» The exercise
Please answer from the article on search orders and Ocado v McKeeve below: when did Ocado place Mr Hillary on gardening leave?

» Document extract

The recent case of Ocado v McKeeve highlights the importance of maintaining proper data retention policies so employees have a clear understanding of the procedures they need to follow.
Search orders and disclosure in litigation should always be borne in mind. Here, Deborah Ruff, Head of International Arbitration, Charles Golsong, Counsel, and Charlotte Stewart-Jones, Associate, at Pillsbury Winthrop Shaw Pittman LLP, explains more.
What are search orders?
Search orders are a form of injunction. Akin to measures available in criminal proceedings, they require a defendant to legal proceedings to allow the claimant’s representatives to enter (unannounced and usually at dawn) the defendant’s premises and search for, copy and seize documents and other materials.
What is disclosure?
Disclosure requires parties to make available to each other evidence which either supports or undermines the parties’ cases. Each party makes requests of the other which must then (subject to limited grounds whereby documents or parts thereof can be withheld from disclosure) disclose the documents, even where these are harmful to its case.
Failure to comply with search orders and/or disclosure can lead to sanctions, including contempt of court, a finding of which can result in a prison sentence.
What happened in Ocado v McKeeve?
A co-founder of Ocado, Mr Faiman, left the business in 2010. Mr Faiman subsequently incorporated Project Today Holdings Limited, which was intended to compete with Ocado.
Mr Faiman had been in contact with a senior employee of Ocado, Mr Hillary, while engaged in discussions with Waitrose and Marks & Spencer. Ocado had a pre-existing relationship with the former and was engaged in negotiations with the latter. Mr Hillary subsequently resigned from Ocado and accepted a role with Today. He was placed on gardening leave by Ocado a week after he resigned but remained an employee of Ocado.
Ocado obtained a search order in support of proceedings against Today, Mr Faiman, and Mr Hillary concerning allegations that Mr Hillary had provided confidential information to Today and/or had been working for Today while still employed by Ocado.

» Recorded information
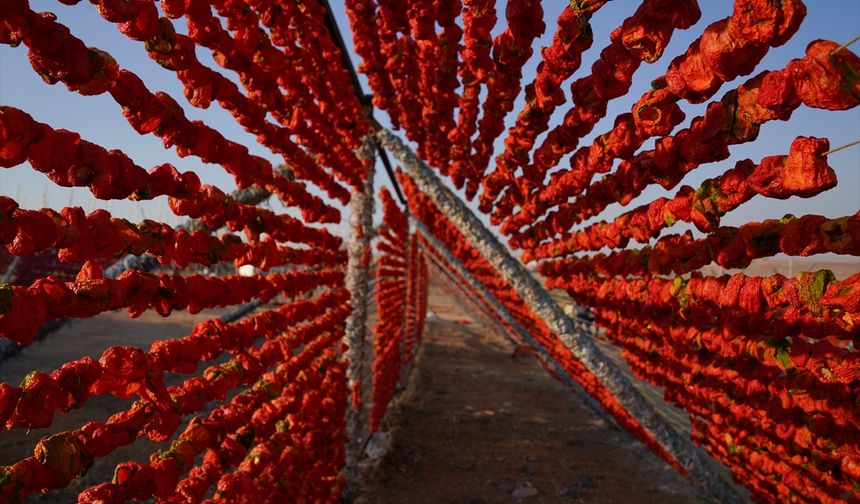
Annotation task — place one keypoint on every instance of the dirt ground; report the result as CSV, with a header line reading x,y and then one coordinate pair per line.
x,y
482,425
477,424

» The completed task
A week after he resigned.